# [Objective]
Copy the material word for word, starting at the line that contains "Can you see the white house" and ending with the last line of the material, both ends included.
>> begin Supplied records
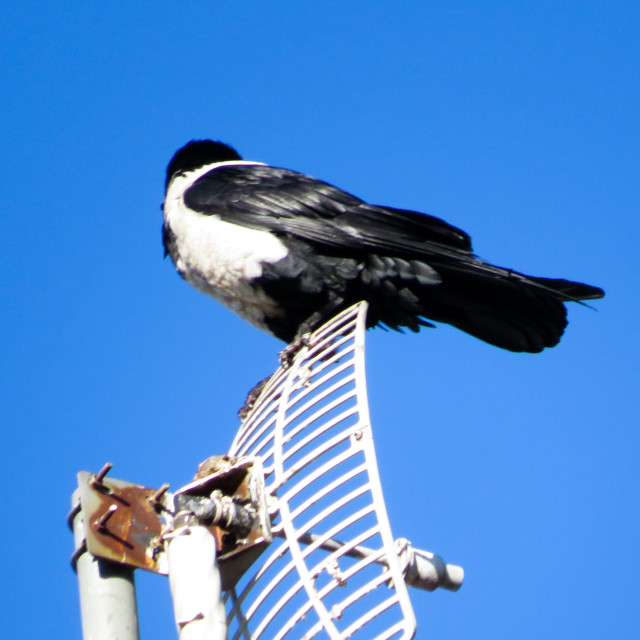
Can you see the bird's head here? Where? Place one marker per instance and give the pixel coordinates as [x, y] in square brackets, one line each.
[198, 153]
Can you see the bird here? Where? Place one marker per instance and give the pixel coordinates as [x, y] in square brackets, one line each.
[286, 251]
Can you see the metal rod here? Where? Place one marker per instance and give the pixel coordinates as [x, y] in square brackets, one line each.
[107, 590]
[195, 583]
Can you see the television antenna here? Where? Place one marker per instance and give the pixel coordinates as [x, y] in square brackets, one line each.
[284, 537]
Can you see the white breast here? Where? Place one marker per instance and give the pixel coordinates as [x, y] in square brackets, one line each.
[219, 258]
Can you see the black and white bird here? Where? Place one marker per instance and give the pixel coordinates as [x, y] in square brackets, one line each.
[286, 251]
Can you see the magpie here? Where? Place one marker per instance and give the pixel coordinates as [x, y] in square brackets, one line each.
[286, 252]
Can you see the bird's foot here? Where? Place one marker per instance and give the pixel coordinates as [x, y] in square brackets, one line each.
[288, 354]
[252, 398]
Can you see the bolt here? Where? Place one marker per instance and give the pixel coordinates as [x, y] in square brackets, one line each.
[101, 523]
[155, 498]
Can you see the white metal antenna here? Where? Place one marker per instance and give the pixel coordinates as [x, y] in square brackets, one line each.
[300, 486]
[336, 567]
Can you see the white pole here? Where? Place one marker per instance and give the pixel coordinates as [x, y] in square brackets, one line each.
[195, 583]
[107, 590]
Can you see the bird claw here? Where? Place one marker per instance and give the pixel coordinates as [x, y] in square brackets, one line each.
[288, 354]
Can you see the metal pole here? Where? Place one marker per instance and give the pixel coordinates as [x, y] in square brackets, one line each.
[107, 590]
[195, 582]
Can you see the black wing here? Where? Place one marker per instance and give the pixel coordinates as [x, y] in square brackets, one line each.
[498, 305]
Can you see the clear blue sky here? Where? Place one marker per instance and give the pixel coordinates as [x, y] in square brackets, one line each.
[517, 121]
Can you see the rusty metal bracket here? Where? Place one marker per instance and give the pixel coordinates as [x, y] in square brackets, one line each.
[128, 523]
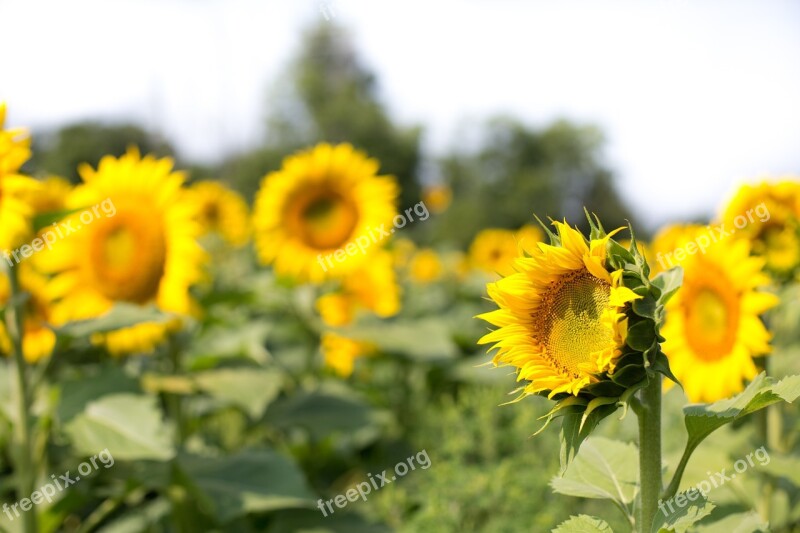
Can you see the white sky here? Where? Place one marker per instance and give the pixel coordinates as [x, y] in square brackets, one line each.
[693, 95]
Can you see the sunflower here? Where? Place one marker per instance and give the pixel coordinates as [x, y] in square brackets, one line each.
[309, 215]
[425, 267]
[437, 197]
[51, 197]
[15, 213]
[372, 287]
[222, 211]
[336, 309]
[712, 326]
[38, 339]
[143, 252]
[493, 251]
[768, 214]
[340, 353]
[562, 321]
[402, 251]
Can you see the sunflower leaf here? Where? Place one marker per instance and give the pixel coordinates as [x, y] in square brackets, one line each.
[122, 315]
[605, 469]
[583, 524]
[668, 284]
[674, 517]
[703, 419]
[574, 430]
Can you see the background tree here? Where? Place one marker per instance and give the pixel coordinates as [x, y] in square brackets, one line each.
[329, 95]
[516, 171]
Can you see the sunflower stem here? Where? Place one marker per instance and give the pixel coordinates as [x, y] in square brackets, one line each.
[649, 451]
[26, 472]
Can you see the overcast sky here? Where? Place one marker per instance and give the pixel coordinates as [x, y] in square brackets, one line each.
[694, 95]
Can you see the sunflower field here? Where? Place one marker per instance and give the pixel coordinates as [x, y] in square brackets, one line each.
[310, 338]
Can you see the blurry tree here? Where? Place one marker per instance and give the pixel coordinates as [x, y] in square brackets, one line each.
[329, 95]
[516, 171]
[61, 152]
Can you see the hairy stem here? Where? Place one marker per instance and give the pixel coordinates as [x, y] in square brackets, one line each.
[650, 451]
[26, 470]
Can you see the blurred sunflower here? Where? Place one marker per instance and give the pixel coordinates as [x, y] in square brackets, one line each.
[712, 326]
[768, 214]
[336, 309]
[143, 252]
[437, 197]
[425, 267]
[372, 287]
[15, 213]
[51, 197]
[340, 353]
[644, 249]
[402, 251]
[562, 319]
[49, 200]
[222, 211]
[493, 251]
[38, 340]
[316, 206]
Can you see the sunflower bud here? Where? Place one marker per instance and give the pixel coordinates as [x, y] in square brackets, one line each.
[579, 319]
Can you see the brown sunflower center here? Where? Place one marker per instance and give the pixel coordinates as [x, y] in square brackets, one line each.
[323, 219]
[568, 320]
[711, 313]
[211, 213]
[127, 256]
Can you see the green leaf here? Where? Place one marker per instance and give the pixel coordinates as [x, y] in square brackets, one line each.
[251, 481]
[748, 522]
[142, 518]
[43, 220]
[252, 389]
[575, 429]
[703, 419]
[77, 393]
[641, 335]
[228, 341]
[583, 524]
[783, 466]
[122, 315]
[679, 518]
[645, 307]
[129, 425]
[313, 521]
[604, 469]
[322, 412]
[406, 339]
[668, 283]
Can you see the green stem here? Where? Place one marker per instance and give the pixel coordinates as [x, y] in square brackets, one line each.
[26, 473]
[672, 488]
[650, 452]
[175, 401]
[769, 425]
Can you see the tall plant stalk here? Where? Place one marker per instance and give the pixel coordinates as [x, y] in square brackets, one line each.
[26, 471]
[649, 452]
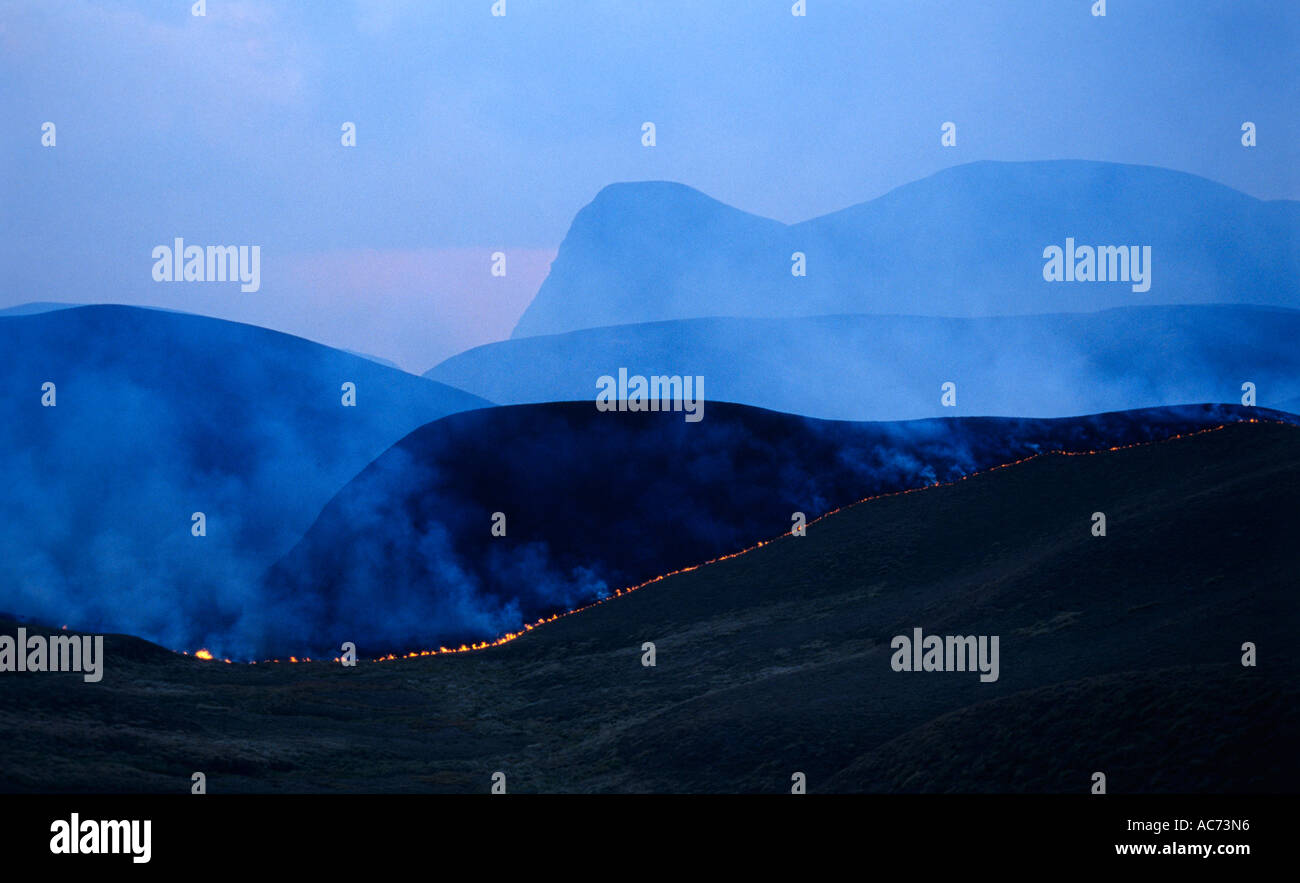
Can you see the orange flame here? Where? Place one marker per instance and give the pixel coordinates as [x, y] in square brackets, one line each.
[510, 636]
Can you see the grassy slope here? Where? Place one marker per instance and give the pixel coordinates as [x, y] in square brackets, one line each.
[1117, 654]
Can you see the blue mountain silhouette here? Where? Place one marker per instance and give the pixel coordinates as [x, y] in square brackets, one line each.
[892, 367]
[967, 241]
[160, 415]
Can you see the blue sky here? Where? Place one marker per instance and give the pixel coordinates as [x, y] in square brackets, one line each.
[477, 134]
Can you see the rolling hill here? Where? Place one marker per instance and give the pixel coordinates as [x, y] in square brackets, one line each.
[404, 558]
[156, 416]
[1118, 654]
[892, 367]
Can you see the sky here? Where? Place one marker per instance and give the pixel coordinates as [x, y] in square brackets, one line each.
[477, 134]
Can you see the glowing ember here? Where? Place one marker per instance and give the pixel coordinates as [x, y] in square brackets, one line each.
[510, 636]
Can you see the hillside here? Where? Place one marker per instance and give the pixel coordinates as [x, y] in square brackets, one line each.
[1118, 653]
[157, 415]
[892, 367]
[967, 241]
[404, 555]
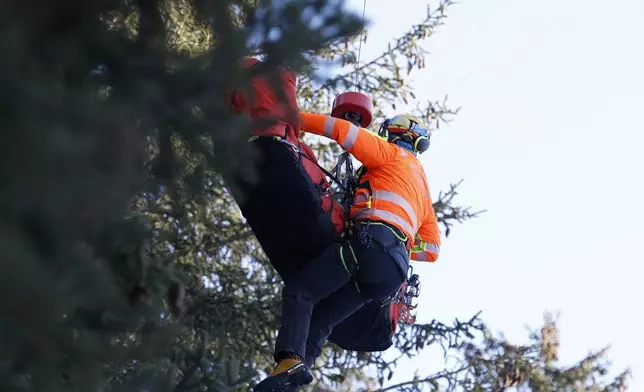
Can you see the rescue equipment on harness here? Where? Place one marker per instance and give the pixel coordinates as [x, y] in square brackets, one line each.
[407, 132]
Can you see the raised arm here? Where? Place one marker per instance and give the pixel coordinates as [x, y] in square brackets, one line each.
[367, 147]
[427, 243]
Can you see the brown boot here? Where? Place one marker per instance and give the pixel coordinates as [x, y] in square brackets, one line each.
[289, 374]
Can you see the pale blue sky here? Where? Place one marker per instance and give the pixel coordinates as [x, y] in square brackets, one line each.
[550, 141]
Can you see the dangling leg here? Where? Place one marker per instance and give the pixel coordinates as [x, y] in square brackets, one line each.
[323, 276]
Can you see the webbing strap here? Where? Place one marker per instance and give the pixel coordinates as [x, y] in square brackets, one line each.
[350, 262]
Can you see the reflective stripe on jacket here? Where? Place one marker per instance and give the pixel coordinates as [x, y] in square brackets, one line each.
[394, 189]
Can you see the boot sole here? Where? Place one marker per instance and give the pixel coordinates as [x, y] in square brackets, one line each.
[284, 384]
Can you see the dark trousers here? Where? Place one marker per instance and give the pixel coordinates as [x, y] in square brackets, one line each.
[323, 294]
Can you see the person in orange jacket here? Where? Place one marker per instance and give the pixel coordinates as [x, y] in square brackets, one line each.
[394, 221]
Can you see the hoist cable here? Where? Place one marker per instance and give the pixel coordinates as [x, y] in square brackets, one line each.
[364, 8]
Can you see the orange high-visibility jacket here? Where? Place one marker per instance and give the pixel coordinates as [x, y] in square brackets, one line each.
[399, 192]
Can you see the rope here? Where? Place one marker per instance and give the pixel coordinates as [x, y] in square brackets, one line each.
[364, 8]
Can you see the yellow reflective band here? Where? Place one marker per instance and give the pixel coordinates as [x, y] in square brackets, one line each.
[395, 198]
[367, 213]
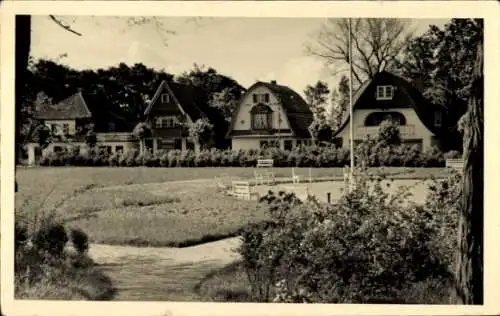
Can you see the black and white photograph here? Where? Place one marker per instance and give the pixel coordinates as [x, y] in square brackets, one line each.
[248, 159]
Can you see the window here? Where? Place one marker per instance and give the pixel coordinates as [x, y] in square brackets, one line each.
[262, 117]
[263, 98]
[165, 98]
[178, 143]
[65, 129]
[438, 120]
[375, 118]
[166, 122]
[385, 92]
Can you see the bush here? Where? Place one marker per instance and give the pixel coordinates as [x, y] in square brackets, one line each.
[374, 152]
[369, 247]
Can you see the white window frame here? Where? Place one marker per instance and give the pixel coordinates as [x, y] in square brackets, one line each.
[385, 92]
[165, 98]
[438, 119]
[166, 122]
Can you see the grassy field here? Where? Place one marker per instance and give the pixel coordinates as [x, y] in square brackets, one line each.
[49, 185]
[139, 206]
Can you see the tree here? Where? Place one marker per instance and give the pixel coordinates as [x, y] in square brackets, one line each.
[316, 98]
[142, 131]
[376, 44]
[469, 270]
[201, 133]
[340, 103]
[22, 50]
[220, 93]
[225, 101]
[389, 133]
[430, 62]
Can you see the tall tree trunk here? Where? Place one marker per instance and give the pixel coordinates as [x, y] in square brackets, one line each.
[22, 51]
[469, 270]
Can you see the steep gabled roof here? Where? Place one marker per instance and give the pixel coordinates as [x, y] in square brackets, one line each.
[297, 111]
[190, 99]
[423, 108]
[73, 107]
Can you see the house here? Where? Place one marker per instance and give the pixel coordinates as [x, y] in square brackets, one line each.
[172, 107]
[387, 96]
[68, 121]
[270, 114]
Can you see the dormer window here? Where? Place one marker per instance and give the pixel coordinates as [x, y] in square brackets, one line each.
[438, 119]
[166, 122]
[385, 92]
[261, 98]
[165, 98]
[262, 117]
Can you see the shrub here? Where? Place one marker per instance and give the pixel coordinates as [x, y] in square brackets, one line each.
[369, 247]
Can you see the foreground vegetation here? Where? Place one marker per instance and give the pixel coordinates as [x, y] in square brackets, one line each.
[51, 263]
[368, 247]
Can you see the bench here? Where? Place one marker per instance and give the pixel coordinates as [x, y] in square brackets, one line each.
[242, 190]
[457, 164]
[264, 177]
[265, 163]
[223, 182]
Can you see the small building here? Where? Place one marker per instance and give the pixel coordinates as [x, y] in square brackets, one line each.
[68, 121]
[270, 114]
[387, 96]
[172, 107]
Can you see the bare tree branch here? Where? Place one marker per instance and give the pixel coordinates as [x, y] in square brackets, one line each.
[64, 26]
[377, 43]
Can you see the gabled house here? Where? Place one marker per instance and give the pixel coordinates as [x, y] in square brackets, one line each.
[69, 121]
[270, 114]
[387, 96]
[65, 118]
[172, 107]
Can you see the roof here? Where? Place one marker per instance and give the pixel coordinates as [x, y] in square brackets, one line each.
[297, 110]
[73, 107]
[418, 102]
[191, 99]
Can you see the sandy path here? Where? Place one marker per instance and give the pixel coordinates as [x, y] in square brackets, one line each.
[170, 274]
[161, 274]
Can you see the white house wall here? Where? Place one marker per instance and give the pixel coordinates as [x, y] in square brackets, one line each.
[414, 128]
[243, 119]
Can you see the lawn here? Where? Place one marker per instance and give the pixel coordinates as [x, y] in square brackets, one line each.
[185, 214]
[140, 206]
[53, 184]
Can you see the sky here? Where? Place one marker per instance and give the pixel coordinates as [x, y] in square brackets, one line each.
[246, 49]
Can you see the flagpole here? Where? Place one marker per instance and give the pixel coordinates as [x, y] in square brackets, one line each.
[351, 123]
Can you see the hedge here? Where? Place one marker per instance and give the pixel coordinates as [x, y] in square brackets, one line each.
[374, 155]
>> end Supplied records
# [Exercise solution]
Can you see the white house wall here? Where? Place one marker per instance and give the pixel coordinates as [x, y] in square brackets, one line each.
[414, 128]
[243, 119]
Can you see the lawn here? Where? Place one marker per instance and give the pixel coordinates as [x, y] in square brackets, one line each.
[185, 214]
[140, 206]
[53, 184]
Can you see the sky here? Where? Place one marker per instance and give the pixel coordinates as [x, y] in square brackets, one line each.
[246, 49]
Can you see the flagpole here? Where? Place one marker per instance and give the pixel coordinates as [x, y] in square brackets, one line each.
[351, 123]
Can you see the hedge here? Where? Place one marker per instance and give the pixel coordinates as [x, y] in square brackets, one line each.
[374, 155]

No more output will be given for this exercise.